* **抜粋文**:
-=-=-
水分量が減ると、濃度の濃いおこしっこが膀胱に長時間とどまることになり、尿石ができやすい状態になります。
尿路結石症のおもな症状次のとおりです。
- おしっこの回数が増える
- 血尿が出る
- トイレ以外で排泄する
- トイレに入るのにおしっこが少ししか出ない
- おしっこにキラキラした結晶や結石が混じる
尿路結石症を放置すると、膀胱が炎症を起こして膀胱炎を引き起こすリスクがあります。
また、水分不足は高齢の猫に多い慢性腎不全のリスクを高めるとも言われています。
多飲多尿が見られたら慢性腎不全の可能性を疑いましょう。
猫が1日に必要な飲水量
猫が1日に必要な飲水量は、体重1kgあたり50〜55ml程度とされています。
体重ごとの1日に必要な飲水量の目安は以下となります。
ただし、1日に必要な飲水量は、体重以外にも食事、室温、運動量などによって左右されますのであくまでも参考と考えてくださいね。
体重 | 2kg | 3kg | 4kg | 5kg |
飲水量 | 100〜150ml | 150~165ml | 200~220ml | 250~275ml |
飲水量は、食事から摂取する水分も含まれます。
たとえば、体重4kgの猫が水分量80%のウェットフードを200g食べている場合、ウェットフードに含まれている水分量は160mlです。
不足分の40〜60mlの水をドライフードもしくは、飲み水から摂取すればOKということになります。
猫の1日の飲水量を調べる方法
猫が1日に必要とする飲水量がわかったところで、愛猫が実際にどれくらい飲んでいるのか確認してみましょう。
1日の飲水量を知ることで、水分が足りているのか、またどれくらい不足しているのかを知ることができます。
食事から摂取している水分量の確認方法
食事からどれくらいの水分を摂取しているのか知るには、ウェットフードとトライフードからどれくらい水分を摂取しているかを確認する必要があります。
-=-=-
* **提供データ**:
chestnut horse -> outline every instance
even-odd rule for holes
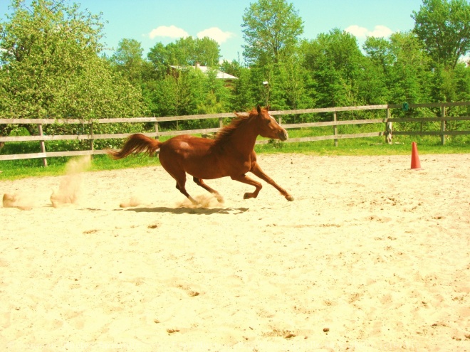
[[[273,186],[288,201],[293,201],[293,197],[263,172],[256,162],[254,145],[258,135],[281,141],[288,138],[287,131],[268,110],[258,105],[248,114],[236,113],[238,118],[222,128],[215,139],[184,134],[161,142],[135,134],[127,139],[120,151],[110,150],[108,153],[113,159],[119,159],[141,152],[153,156],[160,149],[160,164],[176,180],[177,188],[194,204],[197,202],[185,188],[187,173],[193,176],[197,185],[213,193],[220,203],[224,201],[222,196],[203,180],[230,176],[233,180],[256,187],[254,192],[245,193],[244,199],[256,198],[262,186],[248,177],[246,175],[248,171]]]

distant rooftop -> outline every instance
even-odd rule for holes
[[[172,67],[173,68],[175,68],[177,70],[182,70],[182,68],[184,68],[183,66],[170,65],[170,67]],[[199,63],[196,63],[195,66],[190,66],[190,67],[194,68],[197,68],[197,69],[200,70],[201,71],[204,72],[204,73],[206,73],[209,70],[214,70],[214,69],[212,69],[212,68],[211,68],[209,67],[207,67],[207,66],[201,66],[201,65],[199,65]],[[228,73],[225,73],[224,72],[219,71],[219,70],[214,70],[217,73],[216,78],[219,79],[219,80],[238,80],[239,79],[238,77],[232,76],[231,75],[229,75]]]

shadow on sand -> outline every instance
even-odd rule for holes
[[[136,213],[171,213],[172,214],[241,214],[249,210],[248,208],[133,208],[126,209],[125,211],[135,211]]]

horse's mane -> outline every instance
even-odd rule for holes
[[[257,114],[256,109],[253,109],[249,112],[235,112],[236,115],[235,119],[217,132],[214,141],[215,145],[220,145],[226,141],[236,129],[248,121],[254,114]]]

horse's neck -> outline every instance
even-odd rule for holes
[[[241,124],[230,136],[230,146],[237,151],[247,156],[251,154],[256,142],[258,134],[251,121]]]

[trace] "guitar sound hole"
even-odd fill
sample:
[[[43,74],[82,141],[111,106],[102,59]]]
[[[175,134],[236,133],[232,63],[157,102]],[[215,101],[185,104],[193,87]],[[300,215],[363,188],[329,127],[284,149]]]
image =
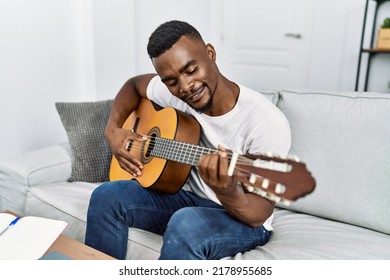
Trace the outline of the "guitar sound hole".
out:
[[[152,155],[154,145],[156,142],[156,136],[157,135],[155,133],[150,135],[150,141],[149,141],[148,148],[146,149],[145,158],[149,158]]]
[[[149,136],[149,140],[145,142],[141,154],[141,161],[143,164],[147,164],[153,159],[153,150],[156,146],[156,138],[160,137],[160,129],[158,127],[153,127],[147,135]]]

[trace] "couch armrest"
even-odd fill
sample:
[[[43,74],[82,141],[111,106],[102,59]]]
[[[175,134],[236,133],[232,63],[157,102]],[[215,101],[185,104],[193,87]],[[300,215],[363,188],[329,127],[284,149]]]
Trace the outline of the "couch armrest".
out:
[[[71,175],[68,143],[58,144],[0,160],[0,208],[24,213],[30,187],[64,182]]]
[[[67,143],[34,150],[0,161],[0,185],[6,179],[27,187],[63,182],[71,175]]]

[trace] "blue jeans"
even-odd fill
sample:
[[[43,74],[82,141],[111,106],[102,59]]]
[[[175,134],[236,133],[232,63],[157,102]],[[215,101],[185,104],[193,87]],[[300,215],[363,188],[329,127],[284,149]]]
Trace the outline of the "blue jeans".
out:
[[[232,218],[191,192],[162,194],[137,181],[104,183],[92,193],[85,243],[125,259],[128,228],[163,235],[160,259],[221,259],[265,244],[271,232]]]

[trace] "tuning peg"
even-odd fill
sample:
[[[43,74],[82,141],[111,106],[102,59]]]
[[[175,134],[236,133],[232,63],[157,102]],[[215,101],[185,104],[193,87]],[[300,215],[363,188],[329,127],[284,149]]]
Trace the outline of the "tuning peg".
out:
[[[280,200],[280,203],[282,203],[282,204],[285,205],[285,206],[290,206],[290,205],[291,205],[291,200],[282,198],[282,199]]]

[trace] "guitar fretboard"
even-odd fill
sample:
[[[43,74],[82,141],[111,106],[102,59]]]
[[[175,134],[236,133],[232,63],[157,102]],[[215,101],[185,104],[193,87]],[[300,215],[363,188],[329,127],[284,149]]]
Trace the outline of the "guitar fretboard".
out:
[[[152,156],[192,166],[198,165],[202,155],[216,152],[210,148],[160,137],[152,137],[149,149]]]

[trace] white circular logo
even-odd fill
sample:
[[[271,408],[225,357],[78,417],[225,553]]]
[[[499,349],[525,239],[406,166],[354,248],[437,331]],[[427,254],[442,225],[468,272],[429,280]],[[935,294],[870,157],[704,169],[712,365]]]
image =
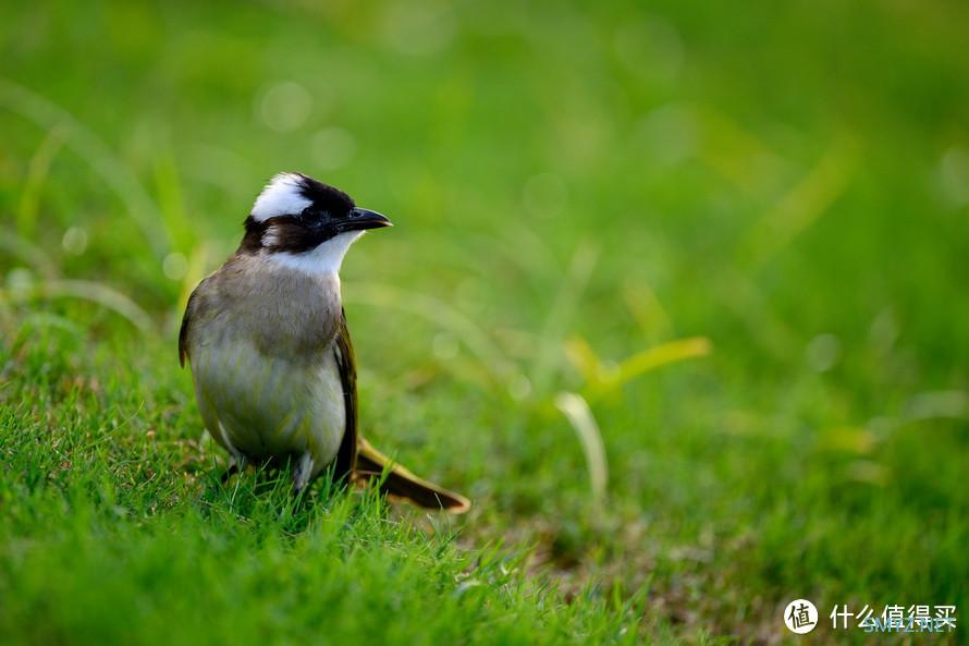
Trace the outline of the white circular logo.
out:
[[[784,625],[798,635],[810,633],[818,625],[818,609],[807,599],[795,599],[784,609]]]

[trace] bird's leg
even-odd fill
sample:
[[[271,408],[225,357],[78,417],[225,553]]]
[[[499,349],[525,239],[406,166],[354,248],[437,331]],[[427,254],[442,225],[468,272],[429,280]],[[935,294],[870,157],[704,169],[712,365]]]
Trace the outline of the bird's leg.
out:
[[[229,478],[234,476],[235,474],[245,471],[246,465],[248,464],[248,460],[242,453],[233,453],[229,458],[229,468],[225,470],[225,473],[222,474],[222,484],[229,482]]]
[[[307,451],[299,455],[296,465],[293,467],[293,493],[298,495],[309,483],[309,476],[312,475],[312,454]]]

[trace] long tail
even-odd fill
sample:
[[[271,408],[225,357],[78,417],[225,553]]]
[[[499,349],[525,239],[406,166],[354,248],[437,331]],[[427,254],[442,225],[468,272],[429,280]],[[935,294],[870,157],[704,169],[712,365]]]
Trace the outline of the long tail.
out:
[[[361,479],[379,479],[388,468],[387,479],[380,490],[406,498],[428,509],[443,509],[453,514],[463,514],[471,508],[470,501],[454,491],[419,478],[393,460],[378,451],[361,437],[357,437],[357,466],[354,474]]]

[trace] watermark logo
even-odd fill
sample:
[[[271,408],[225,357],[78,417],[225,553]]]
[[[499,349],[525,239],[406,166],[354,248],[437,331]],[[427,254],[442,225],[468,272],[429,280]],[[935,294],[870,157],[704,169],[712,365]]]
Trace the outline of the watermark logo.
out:
[[[843,604],[835,605],[829,617],[834,630],[858,627],[866,633],[950,633],[957,619],[955,606],[922,604],[885,605],[881,612],[868,604],[855,612]]]
[[[818,625],[818,609],[807,599],[795,599],[784,609],[784,625],[798,635],[810,633]]]

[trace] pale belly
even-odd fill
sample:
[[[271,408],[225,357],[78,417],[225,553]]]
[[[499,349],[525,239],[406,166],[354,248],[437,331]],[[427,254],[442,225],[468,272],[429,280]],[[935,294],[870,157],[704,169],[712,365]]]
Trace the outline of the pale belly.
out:
[[[267,356],[238,340],[192,350],[192,376],[206,427],[252,461],[312,456],[310,477],[336,456],[346,429],[332,346],[306,362]]]

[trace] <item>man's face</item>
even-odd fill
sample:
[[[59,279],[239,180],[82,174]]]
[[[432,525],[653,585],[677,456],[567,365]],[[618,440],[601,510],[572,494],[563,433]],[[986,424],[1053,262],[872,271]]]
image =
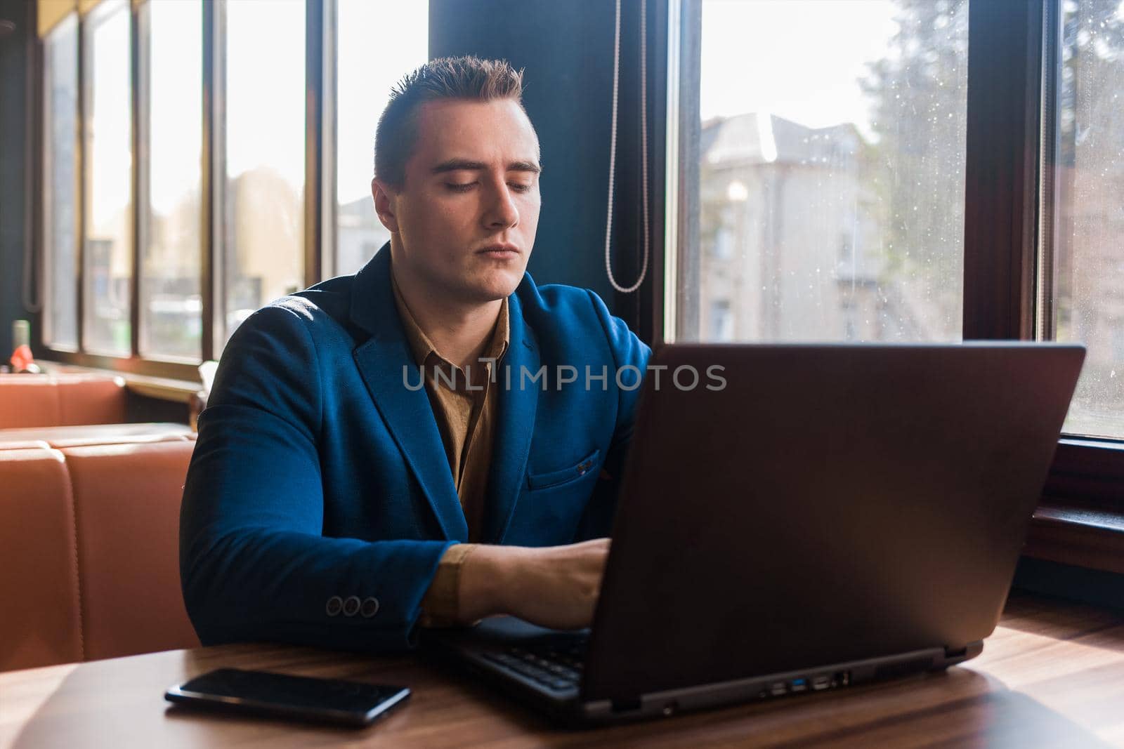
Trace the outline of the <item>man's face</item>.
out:
[[[542,203],[531,121],[508,99],[445,100],[423,104],[418,126],[401,191],[373,183],[398,239],[396,275],[461,303],[507,296],[523,280]]]

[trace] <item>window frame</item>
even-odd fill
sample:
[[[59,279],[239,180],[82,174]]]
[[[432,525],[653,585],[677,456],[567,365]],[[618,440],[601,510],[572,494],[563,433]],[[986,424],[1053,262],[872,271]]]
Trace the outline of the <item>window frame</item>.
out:
[[[1046,42],[1060,39],[1062,1],[969,0],[963,340],[1035,340],[1040,329],[1050,334],[1042,322],[1048,316],[1040,313],[1050,300],[1039,296],[1051,272],[1050,247],[1040,253],[1051,219],[1040,209],[1052,195],[1042,145],[1044,135],[1052,136],[1058,84],[1057,49]],[[680,94],[699,90],[701,0],[667,0],[667,37],[650,40],[678,57],[665,64],[668,177],[654,191],[669,207],[653,213],[667,227],[653,258],[662,268],[662,304],[646,321],[654,345],[676,340],[685,329],[677,316],[679,289],[698,277],[698,253],[678,248],[699,246],[698,101]],[[972,60],[987,64],[973,66]],[[1063,435],[1024,554],[1124,573],[1122,486],[1124,439]]]

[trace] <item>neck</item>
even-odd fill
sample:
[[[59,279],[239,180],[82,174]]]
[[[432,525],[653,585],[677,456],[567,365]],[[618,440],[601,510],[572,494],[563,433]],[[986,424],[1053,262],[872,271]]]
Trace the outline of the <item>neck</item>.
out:
[[[395,263],[390,264],[390,272],[414,321],[437,353],[460,367],[477,365],[488,347],[504,300],[465,303],[448,293],[427,287]]]

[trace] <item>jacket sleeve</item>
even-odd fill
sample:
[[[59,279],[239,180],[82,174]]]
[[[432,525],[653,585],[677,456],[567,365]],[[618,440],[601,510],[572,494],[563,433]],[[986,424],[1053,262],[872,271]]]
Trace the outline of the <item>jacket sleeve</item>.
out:
[[[321,536],[321,382],[309,326],[309,311],[287,301],[253,314],[226,347],[183,492],[184,602],[205,645],[405,649],[450,542]],[[347,615],[334,596],[366,605]]]
[[[643,390],[641,378],[646,375],[647,360],[652,356],[652,349],[628,329],[624,320],[609,313],[609,309],[600,296],[591,291],[589,296],[593,303],[593,311],[605,330],[609,350],[613,351],[613,366],[617,369],[635,367],[636,372],[622,374],[620,381],[629,386],[635,382],[637,386],[631,390],[618,387],[615,377],[609,377],[613,386],[617,389],[617,419],[600,477],[593,487],[593,495],[590,497],[578,527],[575,538],[578,541],[604,538],[609,536],[613,530],[620,476],[624,473],[625,458],[632,444],[633,423],[636,420],[636,403],[640,400],[641,390]]]

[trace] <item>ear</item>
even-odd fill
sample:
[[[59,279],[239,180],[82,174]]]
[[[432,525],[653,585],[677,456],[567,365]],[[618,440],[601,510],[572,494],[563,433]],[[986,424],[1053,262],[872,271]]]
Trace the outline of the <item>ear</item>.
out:
[[[374,212],[379,214],[387,231],[398,234],[398,217],[395,216],[393,191],[378,177],[371,180],[371,197],[374,199]]]

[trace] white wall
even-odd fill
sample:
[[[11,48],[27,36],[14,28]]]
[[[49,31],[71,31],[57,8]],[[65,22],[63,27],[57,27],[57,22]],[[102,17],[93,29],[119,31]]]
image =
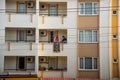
-=-=-
* **課題のねらい**: 抜粋文にある「猫が1日に必要な飲水量は、体重1kgあたり50〜55ml程度とされています。」という一文を英語に訳してください。

* **解答**: The amount of water a cat needs per day is said to be about 50–55 ml per kilogram of body weight.